--- begin DATASET ---

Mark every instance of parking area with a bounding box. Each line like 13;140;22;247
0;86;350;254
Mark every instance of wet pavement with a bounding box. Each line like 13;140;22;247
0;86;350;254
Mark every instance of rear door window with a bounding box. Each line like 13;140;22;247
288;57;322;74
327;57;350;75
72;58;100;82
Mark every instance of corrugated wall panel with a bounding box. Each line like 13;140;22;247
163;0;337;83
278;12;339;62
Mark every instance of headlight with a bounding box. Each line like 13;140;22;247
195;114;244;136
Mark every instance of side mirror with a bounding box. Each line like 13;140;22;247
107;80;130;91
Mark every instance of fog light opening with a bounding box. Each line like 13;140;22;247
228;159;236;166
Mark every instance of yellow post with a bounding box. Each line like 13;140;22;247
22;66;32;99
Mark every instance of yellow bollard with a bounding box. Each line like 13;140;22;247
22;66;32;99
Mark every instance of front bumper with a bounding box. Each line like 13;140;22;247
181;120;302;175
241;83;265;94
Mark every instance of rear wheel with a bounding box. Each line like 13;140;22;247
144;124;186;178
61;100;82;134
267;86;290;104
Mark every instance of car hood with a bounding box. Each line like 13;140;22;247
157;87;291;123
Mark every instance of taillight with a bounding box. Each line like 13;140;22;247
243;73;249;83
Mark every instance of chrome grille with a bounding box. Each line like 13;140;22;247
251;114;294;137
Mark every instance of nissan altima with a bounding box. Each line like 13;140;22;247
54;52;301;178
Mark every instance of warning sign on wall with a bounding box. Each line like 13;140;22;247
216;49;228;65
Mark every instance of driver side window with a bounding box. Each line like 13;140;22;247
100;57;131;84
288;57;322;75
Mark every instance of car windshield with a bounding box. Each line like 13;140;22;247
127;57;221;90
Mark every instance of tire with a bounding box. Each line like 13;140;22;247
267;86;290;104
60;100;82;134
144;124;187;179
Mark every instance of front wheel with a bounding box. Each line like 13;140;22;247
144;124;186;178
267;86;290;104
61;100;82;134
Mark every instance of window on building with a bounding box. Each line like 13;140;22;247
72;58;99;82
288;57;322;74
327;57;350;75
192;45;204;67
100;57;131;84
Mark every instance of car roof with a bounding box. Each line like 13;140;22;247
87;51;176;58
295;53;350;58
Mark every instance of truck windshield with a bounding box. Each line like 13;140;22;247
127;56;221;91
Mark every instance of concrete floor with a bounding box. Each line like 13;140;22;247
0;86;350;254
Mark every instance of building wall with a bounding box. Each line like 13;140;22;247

--- end DATASET ---

DIRECTIVE — Repeat every one of the entries above, replacing "wet pavement" with "damp pavement" and keeping everything else the same.

ANSWER TO THIS EXERCISE —
Mark every instance of parking area with a bounding box. Each line like 13;140;22;247
0;86;350;254
Mark every instance of damp pavement with a bounding box. Each line like 13;140;22;247
0;86;350;254
Mark every instance of rear door window with a bounding box. Each line like 13;140;22;247
288;57;322;74
327;57;350;75
72;58;100;82
Mark every instance of corrugated wall panel with a bounding box. Each line like 13;140;22;247
163;0;337;83
278;12;339;62
Mark every instance of headlight with a bounding box. Each line like 13;140;22;247
195;114;244;136
Mark every instance of side mirror with a bounding box. Each line like 13;140;22;247
107;80;130;91
Mark every instance of fog light opening with a bounding box. Each line like 13;140;22;247
228;159;236;166
Mark every instance of yellow post with a bounding box. Each line like 13;140;22;247
22;66;32;99
Mark every instance of yellow bollard with a bounding box. Each line like 13;140;22;247
22;66;32;99
Mark every instance of front bumper with a bounding box. Each line like 13;140;22;247
181;120;302;175
241;83;265;94
Mark every instance of rear wheel with a bounding box. Each line like 13;140;22;247
144;124;186;178
61;100;82;134
267;86;290;104
Mark every instance of car hood with a bounding box. Each line like 13;140;22;247
157;87;291;123
Mark every instance of taillight with a bounding box. Each line like 13;140;22;247
243;73;249;83
Mark every instance of chrome grille with a bounding box. Each line like 13;140;22;247
251;114;294;137
Mark every instance of nissan altima with a bounding box. Each line like 13;140;22;247
54;52;301;178
Mark every instance of warning sign on wall with a bounding box. Each line like 13;140;22;247
216;49;228;65
Mark every instance of driver side window with a bounding box. Each line like 13;140;22;247
100;57;131;84
288;57;322;75
Mark every instance of car windshield with a bounding box. Each line like 13;140;22;247
127;57;221;90
Mark every instance of tire with a bounding box. Each line like 13;140;22;247
267;86;290;104
60;100;82;134
144;124;187;179
Mark every instance of front wheel with a bounding box. Each line like 13;140;22;247
144;124;186;178
267;86;290;104
61;100;82;134
Mark every instance of window on building with a bounding box. Each line like 13;140;22;247
72;58;99;82
288;57;322;74
327;57;350;75
192;45;204;67
100;57;131;84
Mark every instance of car roof with a bounding box. Each line like 13;140;22;247
87;51;176;58
295;53;350;58
Mark every instance of truck windshield with a bounding box. Each line like 13;140;22;247
127;56;221;91
Mark every instance of concrete floor with a bounding box. Each line like 13;140;22;247
0;86;350;254
Mark every instance of building wall with a bounding box. Each line like 13;140;22;247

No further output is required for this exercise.